> **WHAT TO DO**
(a) Decide whether each statement agrees with the forum thread about putting a dog harness on a goat. For each, answer yes or no and quote the deciding words. (i) Greendecember could not find anything at the feed store that fit the kid. (ii) ohiogoatgirl says dog packs sit on a goat's hips. (iii) RockyToggRanch's buckling kept wearing the harness after his baby stage.
(b) Write the next part of the forum thread on using a dog harness for a goat, picking up after its final post.

> **GIVEN TEXT**
= = =
# Dog Harness for a goat?



## Greendecember

Have you ever used a dog Harness for a goat? Nothing at the feed store fits her little kid face and I need a way to restrain her and walk her.

EDIT:
The more I think about it it wouldn't be good for their stomachs would it?


----------



## ohiogoatgirl

dog packs are made for dogs and goats and dogs are built alot different. dog packs sit up on a goats shoulders. which is bad for the goat. if you are into packing you might want to check out packgoatforum.com i'm on there and it is extremely helpful.
good luck!


----------



## Greendecember

ohiogoatgirl said:
			
		

> dog packs are made for dogs and goats and dogs are built alot different. dog packs sit up on a goats shoulders. which is bad for the goat. if you are into packing you might want to check out packgoatforum.com i'm on there and it is extremely helpful.
> good luck!


Thanks but I just meant for leading / walking them. Not packs.


----------



## RockyToggRanch

I used a dog harness for my buckling togg. He was a bottle baby. It was so much more gentle than a collar on him. When he grew out of his crazy baby stage...he graduated to a collar.
= = =
> **DATA PROVIDED**
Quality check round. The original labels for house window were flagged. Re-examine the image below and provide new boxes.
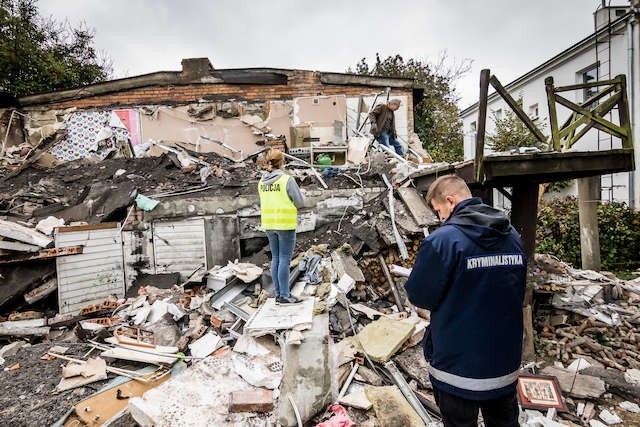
= = =
> **TASK-BY-TASK OUTPUTS**
(a)
(i) Yes: "Nothing at the feed store fits her little kid face"
(ii) No: "dog packs sit up on a goats shoulders"
(iii) No: "When he grew out of his crazy baby stage...he graduated to a collar."

(b)
----------



## Greendecember

RockyToggRanch said:
			
		

> I used a dog harness for my buckling togg. He was a bottle baby. It was so much more gentle than a collar on him. When he grew out of his crazy baby stage...he graduated to a collar.


The harnes didn't ride too low on his rumen? That was I was concerned about. I should just take my doeling into PetSmart and try one on her LOL I bet that isn't something they see every day 

PS Her daddy was either a Togg or a Pygmy. Crazy combo huh? She looks like a Pygmy. Her HUGE Twin brother looks like a Tog. Mom is a Pygmy / Boer cross. They are the cuttest mutts EVER though (No I didn't breed them that way. I bought Mom not knowing she was breed)


----------



## RockyToggRanch

Nope. It fit him right around his ribcage. It's not like you'll be lifting him up with it. Picture him pulling fwd against a neck collar. With a harness the weight was distributed across his chest and shoulders.

I would not hesitate to take her to Petsmart for a fitting...that sounds like a fun trip


----------



## Greendecember

RockyToggRanch said:
			
		

> Nope. It fit him right around his ribcage. It's not like you'll be lifting him up with it. Picture him pulling fwd against a neck collar. With a harness the weight was distributed across his chest and shoulders.
> 
> I would not hesitate to take her to Petsmart for a fitting...that sounds like a fun trip


You are an instigator! LOL I shoulda took her with me today to get worms for the chicks. Oh well I'll just have to go back now huh? lol


----------



## RockyToggRanch

I've tolerated many ugly dogs while shopping...why not a cute goat?


----------



## Greendecember

RockyToggRanch said:
			
		

> I've tolerated many ugly dogs while shopping...why not a cute goat?


LOL I think I love you!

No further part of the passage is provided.